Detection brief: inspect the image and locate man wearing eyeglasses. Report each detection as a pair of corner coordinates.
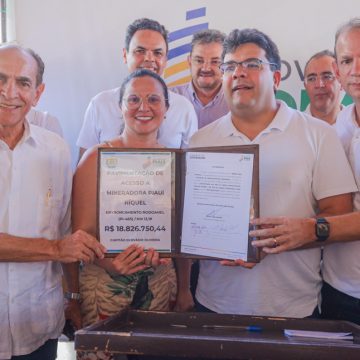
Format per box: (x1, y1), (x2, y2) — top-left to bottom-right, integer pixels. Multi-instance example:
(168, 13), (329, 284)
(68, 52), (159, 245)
(178, 29), (356, 318)
(77, 18), (197, 156)
(170, 29), (229, 129)
(304, 50), (342, 125)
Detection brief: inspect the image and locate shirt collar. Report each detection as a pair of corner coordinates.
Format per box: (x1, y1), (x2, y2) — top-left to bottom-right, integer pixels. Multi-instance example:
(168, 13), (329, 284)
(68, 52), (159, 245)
(188, 81), (223, 106)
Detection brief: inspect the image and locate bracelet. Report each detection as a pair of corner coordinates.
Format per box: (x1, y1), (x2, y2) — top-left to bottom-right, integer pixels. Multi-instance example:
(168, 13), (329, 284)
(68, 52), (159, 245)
(64, 291), (81, 300)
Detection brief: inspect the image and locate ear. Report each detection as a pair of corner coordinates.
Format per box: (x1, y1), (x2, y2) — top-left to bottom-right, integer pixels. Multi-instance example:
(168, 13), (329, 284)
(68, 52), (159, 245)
(332, 60), (341, 84)
(123, 48), (127, 64)
(187, 54), (191, 67)
(31, 83), (45, 106)
(273, 70), (281, 91)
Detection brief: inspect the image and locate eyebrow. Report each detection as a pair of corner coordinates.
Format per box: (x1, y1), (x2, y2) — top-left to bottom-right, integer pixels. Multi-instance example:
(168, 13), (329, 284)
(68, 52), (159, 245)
(306, 71), (334, 77)
(16, 76), (32, 84)
(135, 45), (164, 51)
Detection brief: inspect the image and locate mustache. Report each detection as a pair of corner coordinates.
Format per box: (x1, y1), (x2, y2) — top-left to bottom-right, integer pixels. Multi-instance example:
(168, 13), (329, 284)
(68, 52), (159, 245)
(198, 70), (215, 76)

________________________________________

[Exercise goal]: Duplicate every one of the entries above word for word, leaving out the picture.

[Completed task]:
Detection brief: inspect the image and locate man wearing eyeglasses. Report each detection as a pair of corner coordinates.
Format per box: (x1, y1), (x2, y2) — top-left to bottom-right, integer pixels. Multi-instance example:
(168, 13), (329, 284)
(68, 52), (159, 245)
(178, 29), (356, 318)
(77, 18), (197, 156)
(170, 29), (229, 129)
(304, 50), (342, 125)
Detection brief: inspect the image and locate shirt collar. Report each detection as a pair of corner coordinates.
Format per box: (x1, y1), (x2, y2) — top-left to bottom-right, integer pixels. Multi-instance example:
(168, 13), (329, 284)
(68, 52), (159, 245)
(188, 81), (223, 106)
Detection brief: inspect the image and locate bracelet. Report each detection as a pair of corner coordinates.
Format per box: (x1, y1), (x2, y2) — top-left to bottom-right, integer pixels. Multi-instance example:
(168, 13), (329, 284)
(68, 52), (159, 245)
(64, 291), (81, 300)
Detection brief: inspect the image and locate ear. Report each detection as a pair of corner coordinates.
Format per box: (x1, y1), (x2, y2) — top-left to bottom-right, integer pixels. Multi-instance example:
(168, 13), (329, 284)
(68, 52), (159, 245)
(332, 60), (341, 84)
(123, 48), (127, 64)
(187, 54), (191, 67)
(31, 83), (45, 106)
(273, 70), (281, 91)
Detection brief: inspect the image and locate eyebrow. Report each detection as a pair of corner coordinates.
Format per box: (x1, y1), (x2, y2) — top-left to bottom-right, integer pixels. Multi-instance example:
(168, 13), (329, 284)
(68, 52), (159, 245)
(306, 71), (334, 77)
(16, 76), (32, 84)
(135, 45), (164, 51)
Detection brief: inspect the image and locate mustache. Report each detection as a pair of corner coordinates.
Format per box: (x1, y1), (x2, y2) — top-left to bottom-right, integer pixels. Multi-instance example:
(168, 13), (329, 284)
(68, 52), (159, 245)
(198, 70), (215, 76)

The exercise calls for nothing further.